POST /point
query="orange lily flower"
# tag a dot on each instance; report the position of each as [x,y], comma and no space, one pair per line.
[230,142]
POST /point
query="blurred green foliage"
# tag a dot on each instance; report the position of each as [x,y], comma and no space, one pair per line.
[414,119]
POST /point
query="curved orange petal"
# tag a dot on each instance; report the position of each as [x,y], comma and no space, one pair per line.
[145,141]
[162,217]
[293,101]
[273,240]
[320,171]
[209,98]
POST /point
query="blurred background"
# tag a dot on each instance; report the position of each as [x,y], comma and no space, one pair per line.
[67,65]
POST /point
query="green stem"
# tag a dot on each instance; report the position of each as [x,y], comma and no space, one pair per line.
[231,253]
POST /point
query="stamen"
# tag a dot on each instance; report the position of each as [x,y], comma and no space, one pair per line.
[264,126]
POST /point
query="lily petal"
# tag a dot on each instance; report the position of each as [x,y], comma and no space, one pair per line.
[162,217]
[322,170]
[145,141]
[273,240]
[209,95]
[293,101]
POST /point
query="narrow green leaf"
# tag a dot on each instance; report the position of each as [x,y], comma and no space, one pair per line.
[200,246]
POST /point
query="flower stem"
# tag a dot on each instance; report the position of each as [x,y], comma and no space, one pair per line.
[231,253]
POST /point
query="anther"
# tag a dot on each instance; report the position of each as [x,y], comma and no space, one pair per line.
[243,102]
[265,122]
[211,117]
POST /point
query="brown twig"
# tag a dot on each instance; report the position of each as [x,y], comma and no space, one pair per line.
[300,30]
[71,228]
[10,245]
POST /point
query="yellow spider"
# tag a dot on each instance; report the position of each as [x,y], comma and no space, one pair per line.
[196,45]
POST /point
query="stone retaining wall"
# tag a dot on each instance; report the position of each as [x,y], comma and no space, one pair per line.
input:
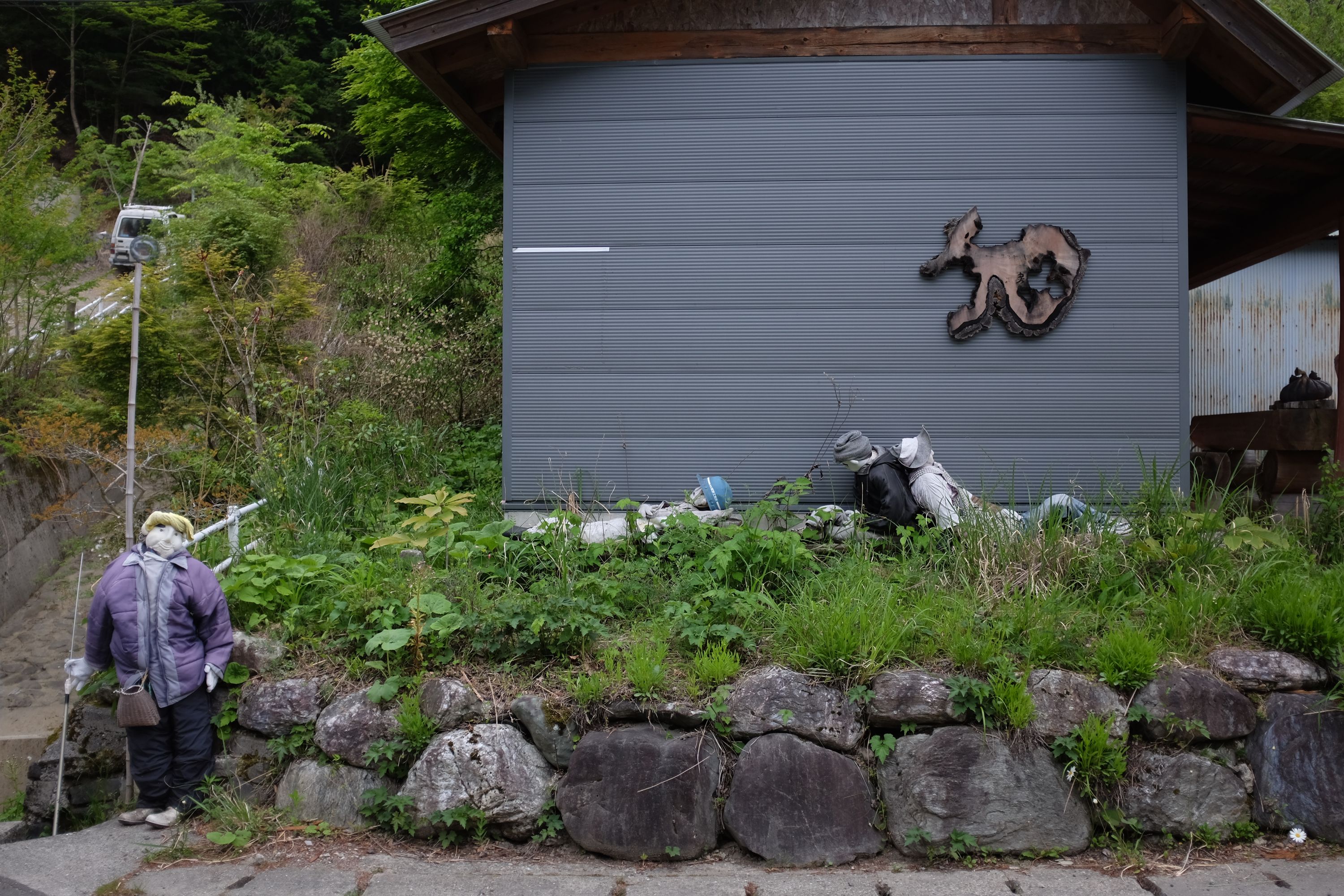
[659,782]
[789,774]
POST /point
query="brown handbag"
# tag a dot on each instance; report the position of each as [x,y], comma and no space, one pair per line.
[136,707]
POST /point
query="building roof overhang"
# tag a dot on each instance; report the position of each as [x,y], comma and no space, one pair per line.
[1258,185]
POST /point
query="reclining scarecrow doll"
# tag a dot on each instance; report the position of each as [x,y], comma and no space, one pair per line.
[893,487]
[160,617]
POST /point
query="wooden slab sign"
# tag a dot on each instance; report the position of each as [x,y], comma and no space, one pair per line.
[1002,273]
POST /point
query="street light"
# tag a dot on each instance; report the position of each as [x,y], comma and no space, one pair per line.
[143,249]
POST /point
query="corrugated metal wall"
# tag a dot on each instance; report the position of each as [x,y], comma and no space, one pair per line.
[765,224]
[1250,330]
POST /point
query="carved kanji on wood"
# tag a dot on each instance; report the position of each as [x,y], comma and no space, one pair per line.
[1021,308]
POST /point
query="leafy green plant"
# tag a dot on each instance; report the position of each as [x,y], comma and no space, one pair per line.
[549,824]
[914,836]
[451,825]
[390,812]
[971,696]
[228,715]
[1093,761]
[295,745]
[646,665]
[714,665]
[433,521]
[1125,657]
[393,757]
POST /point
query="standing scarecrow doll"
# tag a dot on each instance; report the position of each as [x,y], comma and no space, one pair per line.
[162,618]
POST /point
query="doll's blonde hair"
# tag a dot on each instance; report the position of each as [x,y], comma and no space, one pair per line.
[163,517]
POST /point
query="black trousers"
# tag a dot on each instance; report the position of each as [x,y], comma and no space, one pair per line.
[170,761]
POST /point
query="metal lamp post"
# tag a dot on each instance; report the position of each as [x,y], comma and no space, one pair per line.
[143,249]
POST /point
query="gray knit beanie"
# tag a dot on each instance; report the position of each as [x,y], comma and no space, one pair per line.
[853,447]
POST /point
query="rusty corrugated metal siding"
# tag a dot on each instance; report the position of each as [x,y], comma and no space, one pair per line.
[1250,330]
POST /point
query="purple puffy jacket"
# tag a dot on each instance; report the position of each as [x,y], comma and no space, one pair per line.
[175,634]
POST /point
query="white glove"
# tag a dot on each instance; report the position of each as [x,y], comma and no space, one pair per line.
[78,672]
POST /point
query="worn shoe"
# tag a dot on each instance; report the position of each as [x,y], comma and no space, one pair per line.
[166,818]
[136,816]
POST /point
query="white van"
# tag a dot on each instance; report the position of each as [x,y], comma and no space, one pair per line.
[132,222]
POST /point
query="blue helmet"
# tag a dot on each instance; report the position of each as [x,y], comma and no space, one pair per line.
[717,492]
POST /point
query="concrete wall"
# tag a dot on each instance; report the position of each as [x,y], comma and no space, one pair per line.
[30,548]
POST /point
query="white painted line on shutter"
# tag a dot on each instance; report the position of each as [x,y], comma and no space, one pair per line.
[562,249]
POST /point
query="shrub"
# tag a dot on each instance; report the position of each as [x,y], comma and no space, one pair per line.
[713,665]
[1297,616]
[1127,659]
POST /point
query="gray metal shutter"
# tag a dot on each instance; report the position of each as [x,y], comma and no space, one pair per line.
[765,222]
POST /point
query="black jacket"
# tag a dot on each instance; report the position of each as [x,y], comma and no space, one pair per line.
[883,495]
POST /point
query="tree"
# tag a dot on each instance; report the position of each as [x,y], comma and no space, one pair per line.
[1322,22]
[42,236]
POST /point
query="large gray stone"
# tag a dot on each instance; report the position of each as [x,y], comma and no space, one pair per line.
[1194,695]
[777,699]
[330,793]
[1182,792]
[797,804]
[910,698]
[1266,669]
[276,707]
[961,778]
[633,793]
[256,652]
[490,767]
[347,727]
[554,730]
[451,703]
[1065,700]
[1297,755]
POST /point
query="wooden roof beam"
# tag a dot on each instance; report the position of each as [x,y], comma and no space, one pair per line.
[1180,33]
[507,43]
[1260,159]
[1311,215]
[842,42]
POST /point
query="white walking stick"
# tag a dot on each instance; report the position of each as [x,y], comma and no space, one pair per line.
[65,720]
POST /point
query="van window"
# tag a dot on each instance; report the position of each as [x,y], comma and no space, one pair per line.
[134,226]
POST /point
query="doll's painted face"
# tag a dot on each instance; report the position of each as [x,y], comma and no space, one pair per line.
[166,540]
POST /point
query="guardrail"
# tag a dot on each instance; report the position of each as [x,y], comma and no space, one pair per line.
[230,521]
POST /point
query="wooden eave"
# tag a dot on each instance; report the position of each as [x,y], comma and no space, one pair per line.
[1258,186]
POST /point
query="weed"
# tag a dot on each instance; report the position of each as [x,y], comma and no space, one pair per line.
[647,668]
[549,825]
[1127,659]
[1296,614]
[714,665]
[972,698]
[390,812]
[846,622]
[459,821]
[1012,703]
[296,745]
[1093,761]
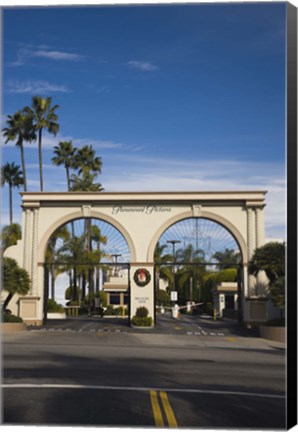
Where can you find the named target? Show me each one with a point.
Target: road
(190, 373)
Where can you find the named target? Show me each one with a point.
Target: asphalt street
(191, 373)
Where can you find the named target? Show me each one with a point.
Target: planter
(12, 327)
(277, 334)
(56, 315)
(142, 327)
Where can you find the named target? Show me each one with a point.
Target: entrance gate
(114, 281)
(141, 218)
(199, 300)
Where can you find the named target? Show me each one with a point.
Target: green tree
(15, 280)
(44, 118)
(85, 183)
(277, 291)
(162, 270)
(86, 161)
(270, 258)
(20, 129)
(13, 177)
(227, 258)
(98, 239)
(51, 258)
(162, 297)
(10, 235)
(211, 279)
(189, 276)
(64, 155)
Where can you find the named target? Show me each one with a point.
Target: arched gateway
(141, 218)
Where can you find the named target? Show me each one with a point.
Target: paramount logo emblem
(148, 209)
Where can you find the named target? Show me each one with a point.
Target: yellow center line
(231, 339)
(168, 410)
(156, 409)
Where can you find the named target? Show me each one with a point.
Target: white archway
(141, 218)
(207, 215)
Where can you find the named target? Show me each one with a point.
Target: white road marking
(118, 388)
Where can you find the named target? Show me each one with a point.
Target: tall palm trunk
(10, 204)
(40, 158)
(53, 282)
(23, 166)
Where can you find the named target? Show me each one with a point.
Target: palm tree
(86, 162)
(64, 155)
(190, 275)
(44, 117)
(227, 259)
(12, 175)
(15, 280)
(162, 271)
(98, 239)
(51, 255)
(71, 255)
(20, 129)
(10, 235)
(85, 183)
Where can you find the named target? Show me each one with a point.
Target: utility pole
(173, 243)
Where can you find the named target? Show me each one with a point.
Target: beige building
(141, 218)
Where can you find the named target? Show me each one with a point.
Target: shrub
(142, 312)
(54, 307)
(11, 318)
(141, 321)
(109, 310)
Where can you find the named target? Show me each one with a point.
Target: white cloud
(57, 55)
(142, 65)
(43, 51)
(32, 86)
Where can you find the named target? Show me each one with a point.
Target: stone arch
(204, 214)
(78, 215)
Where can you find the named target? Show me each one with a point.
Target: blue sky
(173, 97)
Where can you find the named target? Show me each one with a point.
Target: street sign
(174, 295)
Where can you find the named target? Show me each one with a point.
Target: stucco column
(34, 269)
(142, 295)
(27, 241)
(251, 245)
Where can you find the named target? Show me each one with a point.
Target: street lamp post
(116, 268)
(173, 243)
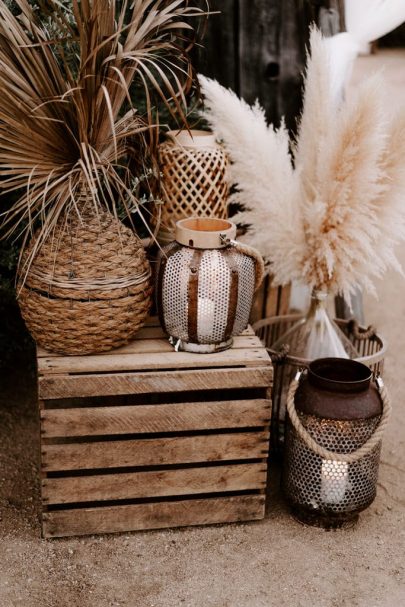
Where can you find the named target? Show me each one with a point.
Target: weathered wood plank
(156, 360)
(151, 339)
(181, 513)
(65, 386)
(214, 479)
(142, 419)
(155, 451)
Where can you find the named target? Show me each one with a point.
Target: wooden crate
(144, 437)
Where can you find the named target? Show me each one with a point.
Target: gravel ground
(275, 562)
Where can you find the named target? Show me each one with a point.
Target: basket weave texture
(194, 183)
(88, 288)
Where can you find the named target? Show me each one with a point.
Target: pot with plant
(76, 149)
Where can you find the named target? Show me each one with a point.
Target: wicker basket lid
(89, 257)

☆ ☆ ☆

> OBJECTIVE
Display every line of the records above that contains the word "road", copying each line in full.

> EXERCISE ANSWER
Target: road
Target: white road marking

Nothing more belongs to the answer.